**节选原文**
■ ■ ■ ■ ■

如果我们需要提取出正则表达式中的匹配组,则需要理由正则表达式的中括号与 group 方法:

title_search = re.search('<title>(.*)</title>', html, re.IGNORECASE)

if title_search:
    title = title_search.group(1)

下面列举了常见的表达式使用场景

# 检测是否为 HTML 标签
re.search('<[^/>][^>]*>', '<a href="#label">')

# 常见的用户名密码
re.match('^[a-zA-Z0-9-_]{3,16}$', 'Foo') is not None
re.match('^\w|[-_]{3,16}$', 'Foo') is not None

# Email
re.match('^([a-z0-9_\.-]+)@([\da-z\.-]+)\.([a-z\.]{2,6})$', 'hello.world@example.com')

# Url
exp = re.compile(r'''^(https?:\/\/)? # match http or https
                ([\da-z\.-]+)            # match domain
                \.([a-z\.]{2,6})         # match domain
                ([\/\w \.-]*)\/?$        # match api or file
                ''', re.X)
exp.match('www.google.com')

# IP 地址
exp = re.compile(r'''^(?:(?:25[0-5]
                     |2[0-4][0-9]
                     |[1]?[0-9][0-9]?)\.){3}
                     (?:25[0-5]
                     |2[0-4][0-9]
                     |[1]?[0-9][0-9]?)$''', re.X)
exp.match('192.168.1.1')

集合类型

List | 列表

Operation | 创建增删

list 是基础的序列类型:

l = []
l = list()

# 使用字符串的 split 方法,可以将字符串转化为列表
str.split(".")

# 如果需要将数组拼装为字符串,则可以使用 join
list1 = ['1', '2', '3']
str1 = ''.join(list1)

# 如果是数值数组,则需要先进行转换
list1 = [1, 2, 3]
str1 = ''.join(str(e) for e in list1)

可以使用 append 与 extend 向数组中插入元素或者进行数组连接

x = [1, 2, 3]

x.append([4, 5]) # [1, 2, 3, [4, 5]]

x.extend([4, 5]) # [1, 2, 3, 4, 5],注意 extend 返回值为 None

可以使用 pop、slices、del、remove 等移除列表中元素:

myList = [10,20,30,40,50]

# 弹出第二个元素
myList.pop(1) # 20
# myList: myList.pop(1)

# 如果不加任何参数,则默认弹出最后一个元素
myList.pop()

■ ■ ■ ■ ■

**任务**
根据这段关于正则表达式与列表的节选作答:
(a) 提取正则表达式中的匹配组时,配合使用的是哪个方法?
(b) extend 的返回值是什么?
(c) pop 不加任何参数时,默认弹出哪个元素?
这些材料出自另一个来源。

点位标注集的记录

■ ■ ■ ■ ■

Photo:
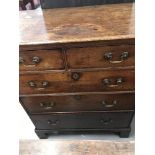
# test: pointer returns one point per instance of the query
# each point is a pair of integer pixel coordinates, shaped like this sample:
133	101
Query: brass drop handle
77	97
53	122
35	60
47	105
75	76
109	105
40	85
106	121
108	82
108	56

■ ■ ■ ■ ■

**本题答案**
(a) group 方法。
(b) None。
(c) 最后一个元素。